§ **TRAVAIL DEMANDÉ**
• A. Relevez toutes les personnes désignées par un prénom et un nom dans le texte sur la corrida à Dax.
• B. Recopiez mot pour mot le passage du texte sur la corrida à Dax compris entre « On passa successivement, pendant » et « ministre de l’Intérieur. », ces deux bornes incluses.
• C. Poursuivez le texte sur la corrida à Dax au-delà de sa dernière phrase.

§ **EXTRAIT DU DOCUMENT**

┌──

PATRICE
L’implantation, dès 1878, et le développement de la corrida espagnole à Dax, depuis 1891, fut, au cours de la fin du XIXe siècle une longue tension et parfois violente confrontation entre le pouvoir politique central et les élus locaux soutenus par une population forte de son ancienne tradition des jeux taurins.
On passa successivement, pendant plusieurs années, des circulaires d’interdictions du préfet des Landes (lequel préfet assistait en même temps aux courses données à Mont de Marsan) aux tolérances et autorisations du ministre de l’Intérieur.
Pourtant, le 26 septembre 1894, le ministre de l’Intérieur et président du Conseil Charles Dupuy émit une circulaire enjoignant aux préfets d’interdire les courses de taureaux avec mise à mort, en application de la loi Grammont de 1850 sur la protection des animaux domestiques, et sous la pression de multiples personnalités de la presse, de la littérature, des arts et des sciences.
Passant outre, le 6 octobre, le maire de Dax, Raphaël Milliès-Lacroix, prit délibérément et par provocation un arrêté autorisant ce type de courses.
En effet, après le succès des corridas du mois d’août où s’était même produit le cordouan Rafael Guerra Bejarano, dit Guerrita, l’un des plus grands matadors de son époque, une course supplémentaire était organisée et justifiée en raison » du nombre exceptionnel d’étrangers actuellement dans la station ». Cette dernière, dite hispano-landaise, offrait de plus l’opportunité de donner une course espagnole avec mise à mort à l’espoir landais Félix Robert qui allait recevoir l’alternative le mois suivant à Valencia.

└──

§ **DONNÉES FOURNIES**

┌──

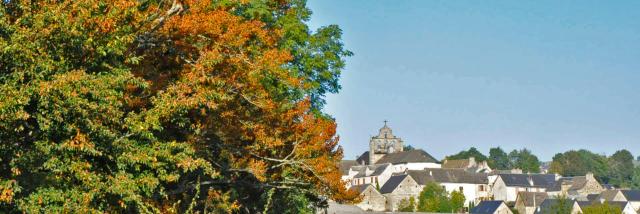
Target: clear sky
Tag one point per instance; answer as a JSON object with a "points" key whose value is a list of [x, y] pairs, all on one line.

└──

§ **RÉPONSES ATTENDUES**
• A. Charles Dupuy ; Raphaël Milliès-Lacroix ; Rafael Guerra Bejarano, dit Guerrita ; Félix Robert.

• B.
On passa successivement, pendant plusieurs années, des circulaires d’interdictions du préfet des Landes (lequel préfet assistait en même temps aux courses données à Mont de Marsan) aux tolérances et autorisations du ministre de l’Intérieur.

• C.
Sur instructions ministérielles, le préfet des Landes réagit donc dès le 9 octobre, en prenant un arrêté interdisant ce type de courses dans le département. De son côté, le ministre de l’Intérieur obtint du président Casimir-Perier un décret révoquant le maire de Dax pour son arrêté illégal.
Lequel maire allégua, pour se justifier, qu’il avait dû « protéger les coutumes paisibles de toute une région » et « défendu le droit des municipalités en matière de spectacles et de police municipale. »
Ladite corrida était prévue le dimanche 14 octobre 1894.
Pour passer outre à l’interdiction, que le préfet entendait faire respecter par la présence de six brigades de gendarmerie à pied et à cheval devant bloquer les accès aux arènes, la corrida fut secrètement avancée dans la matinée, à onze heures ou midi, pour prendre de court les mesures de police qui n’avaient pas encore été prises. Pour le succès de l’entreprise, la course fut également gratuite et libre.
Quelques coups de canon sur les remparts rallièrent les amateurs qui forcèrent l’entrée des arènes et remplirent les gradins
Le torero landais Félix Robert put ainsi travailler à la cape un premier taureau de l’élevage espagnol de Vicente Martínez (Colmenar Viejo). Mais au moment où le picador faisait son entrée, un commissaire de police courageux se précipita dans l’arène pour s’interposer et lui prendre sa pique.
Félix Robert poursuivit quand même à la muleta avant de tenter de porter l’estocade. Sauf qu’après l’échec de deux pinchazos, l’animal fuyant finit par sauter la barrière puis fonça vers la grande porte de l’arène laissée ouverte dans la confusion générale. Après avoir bousculé quelques gendarmes accourus, le taureau se sauva dans les rues, poursuivi par le torero… et la gendarmerie.
Les arènes en bois étant alors situées dans la ville close, au pied des remparts (place actuelle de la Course, en face de la Poste), le taureau se dirigea vers la place de la Fontaine chaude toute proche.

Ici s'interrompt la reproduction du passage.